# DOCUMENT SECTION
◇ ◇ ◇ ◇ ◇
Perhaps akin to grilled cheese and tomato soup in the U.S., ärtsoppa och pannkakor has been a simple and consistent staple in Sweden for ages. It is served everywhere in Sweden at lunchtime on Thursdays. How it became such a staple remains unclear.
There are a number of explanations offered for the place of ärtsoppa och pannkakor in Swedish culture, including being derived from military customs or emerging from religiously-imposed dining restrictions (via Transparent Language). But when you’re dipping your pancake into that perfect pea soup and all your worries seem to melt away, does it really matter?
Depending on any number of factors, each person approaches food from their own perspective. For instance, maybe you believe food is a sort of necessary evil that does little more than fuel your body’s basic requirements. But if you’re the type of person who views food and eating as a communal event to experience together, you need to prioritize attending an authentic kräftskiva (or crayfish party) before you die. There, you will have a chance to try kräftor.
◇ ◇ ◇ ◇ ◇
# RAW DATA

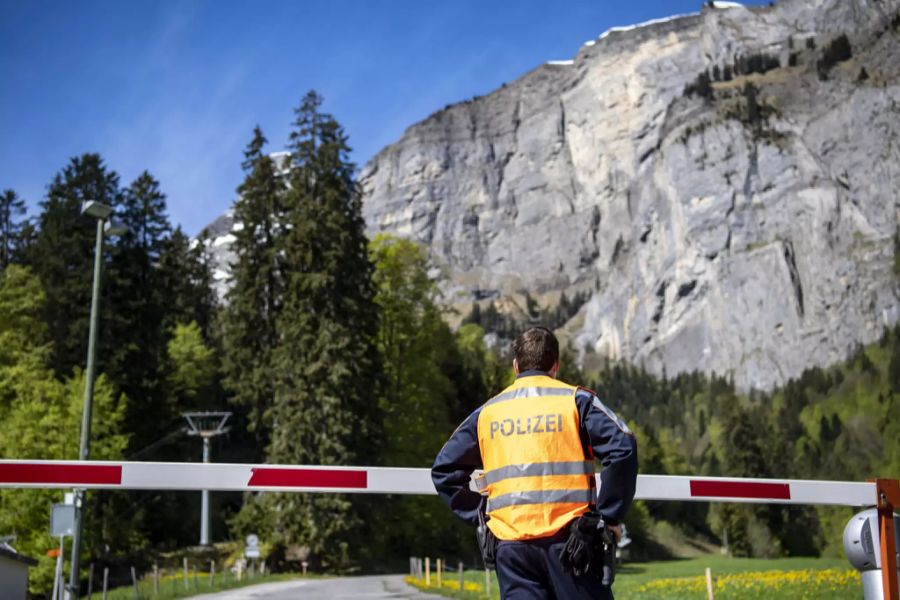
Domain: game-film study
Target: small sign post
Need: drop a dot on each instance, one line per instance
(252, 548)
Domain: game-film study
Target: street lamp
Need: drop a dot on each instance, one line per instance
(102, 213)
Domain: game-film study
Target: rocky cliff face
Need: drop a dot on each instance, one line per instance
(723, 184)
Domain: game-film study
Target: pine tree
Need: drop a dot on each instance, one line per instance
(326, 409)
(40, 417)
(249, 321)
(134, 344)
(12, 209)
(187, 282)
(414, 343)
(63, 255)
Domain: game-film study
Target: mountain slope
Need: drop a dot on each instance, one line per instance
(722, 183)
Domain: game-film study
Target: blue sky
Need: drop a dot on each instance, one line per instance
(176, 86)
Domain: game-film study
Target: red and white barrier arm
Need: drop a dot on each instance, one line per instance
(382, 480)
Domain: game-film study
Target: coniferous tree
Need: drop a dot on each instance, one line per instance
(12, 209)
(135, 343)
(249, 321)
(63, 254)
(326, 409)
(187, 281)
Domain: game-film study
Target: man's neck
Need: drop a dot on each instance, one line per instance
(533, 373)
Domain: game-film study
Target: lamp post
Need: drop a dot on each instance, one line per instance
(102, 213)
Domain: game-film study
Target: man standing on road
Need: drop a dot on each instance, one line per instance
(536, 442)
◇ ◇ ◇ ◇ ◇
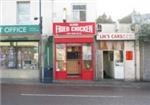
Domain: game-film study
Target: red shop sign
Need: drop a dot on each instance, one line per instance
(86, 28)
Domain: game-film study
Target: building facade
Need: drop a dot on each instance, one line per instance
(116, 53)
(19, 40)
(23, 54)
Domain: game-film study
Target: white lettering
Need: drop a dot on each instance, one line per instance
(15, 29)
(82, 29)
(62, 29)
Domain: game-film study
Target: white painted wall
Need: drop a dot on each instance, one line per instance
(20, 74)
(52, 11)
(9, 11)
◇ ◇ ◇ ◇ ◇
# TO BE DONE
1. List every Swedish-language term that appears in the passage on Swedish food.
2. In the passage on Swedish food, rename "pancake" as "crepe" and give the passage again between "There are a" and "it really matter?", inclusive.
3. Write what comes next in the passage on Swedish food, starting after its last sentence.
The lines have nothing to do with the passage on Swedish food.

# RESULTS OF THE TASKS
1.
ärtsoppa och pannkakor
kräftskiva
kräftor

2.
There are a number of explanations offered for the place of ärtsoppa och pannkakor in Swedish culture, including being derived from military customs or emerging from religiously-imposed dining restrictions (via Transparent Language). But when you’re dipping your crepe into that perfect pea soup and all your worries seem to melt away, does it really matter?

3.
Given that kräftor is simply crayfish, some of you may believe you can check this one off your list already. But to truly experience this iconic Swedish seafood, you need to do so at a kräftskiva. A tradition for nearly a century, the so-called crayfish party involves plenty of kräftor. It also includes festive hats and bibs, singing, and general revelry (via Swedish Made Easy).
Additionally, there are several varieties of both salt and freshwater crayfish species in Sweden (via Visit Sweden). Even without the hullabaloo of kräftskiva, kräftor remains an iconic Swedish food worth trying.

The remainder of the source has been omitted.